O cineasta Marcos Pimentel, fala da dificuldade de flagrar os casos de intolerância e a necessidade de tratar a questão sob o ponto de vista das vítimas. Ele destaca ser um problema extremamente complexo de se solucionar porque é produzido por uma sociedade também complexa:
Pra mim era muito importante filmar os dois lados, sem desrespeitar o outro lado e deixar claro para as entrevistados que o filme tinha um lado sim, mas garantindo o direito de todos de se expressar, mas mostrar o quão violenta é a conduta de alguns líderes. Também me impactou como é normal para eles, alguns conceitos e expressões que para mim, são extremamente violentos como a questão dos religiosos de matriz africana serem chamados de bruxos, a líder evangélica que prepara a criança para a guerra, recrutando crianças para um “exército de Jesus”, instigando uma luta, uma briga por espaço de poder já no berço, algo neste caso, muito pernicioso e tratar a macumba como se a morfologia da palavra fosse Má (mau) cumba (feitiço). São condutas alienantes e alienadas.
....
# EXPLORE O MATERIAL:
1/ Segundo o trecho sobre intolerância, para que a líder evangélica recruta crianças?
2/ Continue o trecho sobre intolerância a partir da última frase.
Os registros vêm de outra fonte.

Entradas salvas:
....
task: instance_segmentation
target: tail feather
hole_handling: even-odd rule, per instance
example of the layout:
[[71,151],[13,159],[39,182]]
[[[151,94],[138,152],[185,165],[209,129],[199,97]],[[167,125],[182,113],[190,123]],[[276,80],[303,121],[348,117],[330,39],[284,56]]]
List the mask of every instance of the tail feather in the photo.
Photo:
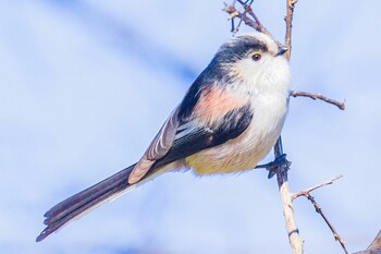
....
# CONJUNTO DE RESPOSTAS:
1/ Para um “exército de Jesus”.

2/
Algumas questões ficam latentes como o fato das articulações insinuadas através de alguns depoimentos no que tange às formas de se garantir o espaço deste líderes religiosos dentro das comunidades através de um “acordo” com estes traficantes. O filme também apresenta uma reflexão: por que os terreiros ainda ficam escondidos nos fundos das casas, enquanto os templos religiosos estão cada vez mais suntuosos e marcando território. Por que as minorias de brancos e ricos ricos ainda se sobrepõem sobre uma maioria negra e pobre. A professora Christina Vital, alerta para o cuidado no termo fundamentalismo:
Essa expressão fundamentalismo estourou em 2003 e foi muito utilizada pela esquerda, mas o que retrata nossa realidade é o extremismo, que atua a partir da violência, diferente do fundamentalismo, movimento religioso e conservador, nascido entre os protestantes dos E.U.A. no início do século XX, que enfatiza a interpretação literal da Bíblia como fundamental à vida e à doutrina cristãs. As práticas de hoje em dia não são de fundamentalistas somente, mas de extremismo em tudo.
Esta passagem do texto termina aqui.